January 16, 2012

Remedy Ink has been gracious enough to offer to publish my first book, a collection of short stories. I am very excited and nervous. I used to be nervous that the stories weren’t very good, but now that I’ve immersed myself in them as much as I have, I am quite sure they’re good (I’ll acknowledge that all are different and will be regarded as more or less good than one another). In fact, when VV first proposed the idea, I had to go pull most of the stories out of a folder I titled “Probably Suck.” But they don’t. I don’t think so. You might.

And that’s what I’m nervous about. Maybe. Not quite. It will hurt if you don’t like them. But I’m used to people not liking me (and my stories are, of course, me and I will take every negative and positive thing said entirely too personally, but I’m aware of that) and have the perfectly unhealthy, but adequate defense mechanism of hating you right back in place.

What I’m not prepared for and don’t know how to handle or prevent, is no one caring. No one reading. Which will most likely happen. I’m aware of that. I know how many Twitter followers I have. I see how many people read this blog. I know my mom has more Facebook friends than me. I’ve always been a bit alone and have come to kind of accept that, or at least realize that’s who I am, but my stories feel different. Especially if they’re good. If they’re good, then you should read them, you should get to have that privilege (seeing as no one likes me (myself included), it’s kinda strange that I’ve managed to develop a self-righteous God-complex, huh?). I want you to see this, to read my stories.

But I don’t want to bring myself to the forefront of your brain. I hate talking about myself. On some level, this is why no one likes me (there’s the abrupt abrasiveness too). I don’t talk about myself and what I do, so I kinda don’t exist. Why take time caring about someone who doesn’t exist? I understand that. Acknowledging that I might be worth something kills me. It’s so hard for me. It’s going to take so much effort for me to post something on Facebook about the book, to build any knowledge of its existence. And when I finally do hit the post button, the post will be incredibly self-deprecating and turn off anyone’s interest immediately.

What’s wrong with me? Why do I want to be heard and not want to talk? Can the one person who reads this do me a favor and spread the word about Scenic Utah, out soonish in ebook format please? Thanks.

On a completely tangential note, Refused is so good. I always knew it, but I’m listening to The Shape Of Punk To Come on Spotify and it’s awesome. I really liked a follow-up project called Text for a while too. Gonna have to recheck that out. Maybe I suggest it.

Quick Work Complaints

December 15, 2011

It’s Thursday, which means I’ve worked 3 days so far this week: a 4-hour shift, a 4.25-hour shift (I had to fight for that extra quarter hour to do a small portion of the much-needed cleaning) and a 5 hour shift. Each one has also included an unpaid lunch. It takes somewhere in the vicinity of an hour to get there and back (not quite accurate, but close enough for an average) and bridge/BART is about $6. This week I’m working an extra (sixth) day and working fewer hours than normal.

**GIVEN INFORMATION**
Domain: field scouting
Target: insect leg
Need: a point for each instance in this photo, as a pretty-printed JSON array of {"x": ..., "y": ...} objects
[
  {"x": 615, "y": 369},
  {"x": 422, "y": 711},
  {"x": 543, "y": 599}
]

**THINGS TO DO**
• 1. Shift each x and y coordinate in the listing by adding 129, then write out the entire listing again, with its requests included.
• 2. Continue the blog post about publishing a short story collection and work complaints, starting right after its final sentence.

**FINAL ANSWERS**
• 1.
Domain: field scouting
Target: insect leg
Need: a point for each instance in this photo, as a pretty-printed JSON array of {"x": ..., "y": ...} objects
[
  {"x": 744, "y": 498},
  {"x": 551, "y": 840},
  {"x": 672, "y": 728}
]

• 2.
I know the boss is making a ton of money right now.

Sometimes all this is frustrating, sometimes it’s dehumanizing.

It is nice to have so much morning-time to work on my own words. But my shitty, self-indulgent words won’t pay rent next month.

Unemployed

December 7, 2011

Kaiser Permanente has been running these radio ads (I spend an unfortunate amount of time in a car, listening to the radio) in which they claim their hiring practices to be super-exclusive. Only 1 in 10 applicants becomes a doctor with Kaiser, which they say is an amazing ratio. Can you imagine if the rest of the country had that ratio? My boss said he gets something like 200 applicants for every open position. You can’t just use numbers and pretend like it’s impressive Kaiser.

Look At Me

November 30, 2011

When I decided to update here again and more frequently (that probably doesn’t make sense if you aren’t in my head–at least not the sense I want it to make) I promised myself I wouldn’t get all whiny, but fuck that. What am I doing with my life? I’m 30 minus something (www.soleone.org), work a deadend job in the service sector, have not career future and try to sell stupid little zines.

Where did this come from? The East Bay Zinefest. It was kinda awful for me. It didn’t feel like a community. I know how much my own isolationism contributes to this, but I did also try to reach out some too and that didn’t go very well. I felt like a museum display or an idea generator. No one was there as a consumer (I know my political standpoint kinda makes that a hypocritical sentence). People came up, looked, asked where the inspiration came from and left, as though they were trying to get their own ideas from mine. I know my ideas are clever, nauseatingly so. I know seeing a 2-sided story should trigger an impulse to buy. That didn’t happen though. I got rid of one Separated and that was only because I shoved it into someone’s hands. Wes sent me girlcrazy to give away and I had trouble doing that. Okay, so that seems like I’m taking pity on myself. Here’s this then: Emily Alden Foster (no website)  has a zine called Cross my words and hope to _____(verb). It’s stories, poems, art, madlibs and crosswords all rolled into one. It’s batshit-crazy awesome. Like possibly one of the most original and genius ideas I’ve ever heard. She sat behind me and I didn’t notice many people buying her zine (I did even though I’m crossword stupid). It was $6 and was worth every penny. Emily sat next to me and sold only glow-in-the-dark stickers, and only 4 or so at that.

I had problems with the event, yes, but more so, I have problems with myself. It’s hard to admit, but I think I’m good at this. I want to be noticed. (Those may or may not be related.) I do think I’m clever and I do think that if I were a consumer and saw what I had to offer I would buy my stuff (pronoun problems!). I question why I do all this work if nothing will come of it. I did a new issue of I Hate My Job just for the Zinefest. I made 20 copies. I still have 15 (which doesn’t count #1, which I kept for myself) (oddly #20 and #8 are missing: holler at me if you want a lower/different #). Getting rid of 4 of them is more than I thought I did. I feel a little better now.

I’m just afraid that the way things are is the way things will always be. I want to be noticed, but don’t want to say, “look at me.”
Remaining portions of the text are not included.